Text passage:

Scaling design for NN (Nearest Neighbour) and BILINEAR

srkreddy1238 · May 21, 2018, 1:57pm

With ref to resize bilinear operation discussion @ https://github.com/dmlc/nnvm/pull/472

Existing Support:
upsampling with args layout (NCHW or NHWC), scale (integer)

To be considered with Bilinear:
1: mode (new arg): To choose NN or BILINEAR
2: scale (modify): Make it a tuple to support asymetric scaling.

To Discuss:
1: Do we rename upsampling -> scale (ideally it enlarge or squeeze the input) ?
2: Scale factor or output resolution (Just thinking scale factor would be too fractional for minor change in output intended resolution)?

Analysis:
Convolution approach for bilinear scaling (Ref: https://github.com/dmlc/tvm/pull/772).

Task set:
(A) In the scaling design post, transcribe the passage that begins at the words "With ref to" and stops after the words "the input) ?".
(B) According to the scaling design post, which two layouts does the existing upsampling support?
(C) Take the scaling design post further, picking up after its last sentence.
The entries that come after the scaling design post are not needed for any of this work.

Dataset records:

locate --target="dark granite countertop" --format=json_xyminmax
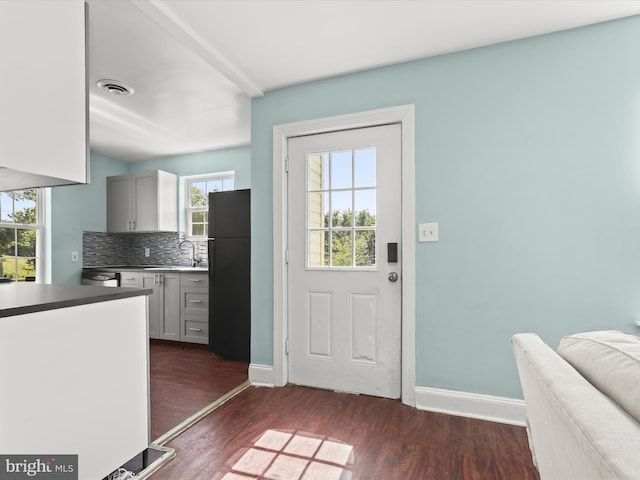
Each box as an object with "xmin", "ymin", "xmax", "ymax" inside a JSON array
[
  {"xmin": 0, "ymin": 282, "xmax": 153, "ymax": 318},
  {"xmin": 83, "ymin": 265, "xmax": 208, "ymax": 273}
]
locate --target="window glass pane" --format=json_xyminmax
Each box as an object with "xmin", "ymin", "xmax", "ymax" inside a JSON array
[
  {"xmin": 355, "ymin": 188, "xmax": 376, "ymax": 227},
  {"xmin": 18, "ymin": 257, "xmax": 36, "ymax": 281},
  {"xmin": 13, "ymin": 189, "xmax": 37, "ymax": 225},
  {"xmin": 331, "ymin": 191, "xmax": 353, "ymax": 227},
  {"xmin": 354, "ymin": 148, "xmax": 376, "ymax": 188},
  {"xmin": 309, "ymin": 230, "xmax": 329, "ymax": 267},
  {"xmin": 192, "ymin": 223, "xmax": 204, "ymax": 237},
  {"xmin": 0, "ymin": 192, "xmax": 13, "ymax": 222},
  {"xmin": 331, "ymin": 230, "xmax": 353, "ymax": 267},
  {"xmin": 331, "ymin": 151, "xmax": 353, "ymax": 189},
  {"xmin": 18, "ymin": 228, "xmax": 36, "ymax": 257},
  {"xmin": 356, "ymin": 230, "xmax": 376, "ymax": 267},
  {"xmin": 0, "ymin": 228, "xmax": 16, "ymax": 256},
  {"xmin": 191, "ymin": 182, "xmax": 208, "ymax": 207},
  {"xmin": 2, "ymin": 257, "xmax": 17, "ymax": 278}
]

Written responses:
(A)
With ref to resize bilinear operation discussion @ https://github.com/dmlc/nnvm/pull/472

Existing Support:
upsampling with args layout (NCHW or NHWC), scale (integer)

To be considered with Bilinear:
1: mode (new arg): To choose NN or BILINEAR
2: scale (modify): Make it a tuple to support asymetric scaling.

To Discuss:
1: Do we rename upsampling -> scale (ideally it enlarge or squeeze the input) ?

(B) NCHW and NHWC.

(C)
srkreddy1238 · May 21, 2018, 5:09pm

3: Another observation is we don’t have transposed convolution for NHWC layout !

FrozenGene · May 22, 2018, 1:34am

Do you mean Conv2DTransposeParam? We have one parameter named “layout”, which can be set “NHWC”. Default is “NCHW”.

srkreddy1238 · May 22, 2018, 5:05am

github.com

dmlc/nnvm/blob/784b336b7ac4c1cb1b61b90770f3998631b1ef87/python/nnvm/top/nn.py#L175




# conv2d_transpose
@reg.register_compute("conv2d_transpose")
def compute_conv2d_transpose(attrs, inputs, _):
"""Compute definition of conv2d_transpose"""
padding = attrs.get_int_tuple("padding")
strides = attrs.get_int_tuple("strides")
dilation = attrs.get_int_tuple("dilation")
groups = attrs.get_int("groups")
layout = attrs["layout"]
assert layout == "NCHW", "only support nchw for now"
assert dilation == (1, 1), "not support dilate now"
assert groups == 1, "only support groups == 1 for now"
out = topi.nn.conv2d_transpose_nchw(inputs[0], inputs[1], strides, padding)
if attrs.get_bool("use_bias"):
    bias = inputs[2]
    bias = topi.expand_dims(bias, axis=1, num_newaxis=2)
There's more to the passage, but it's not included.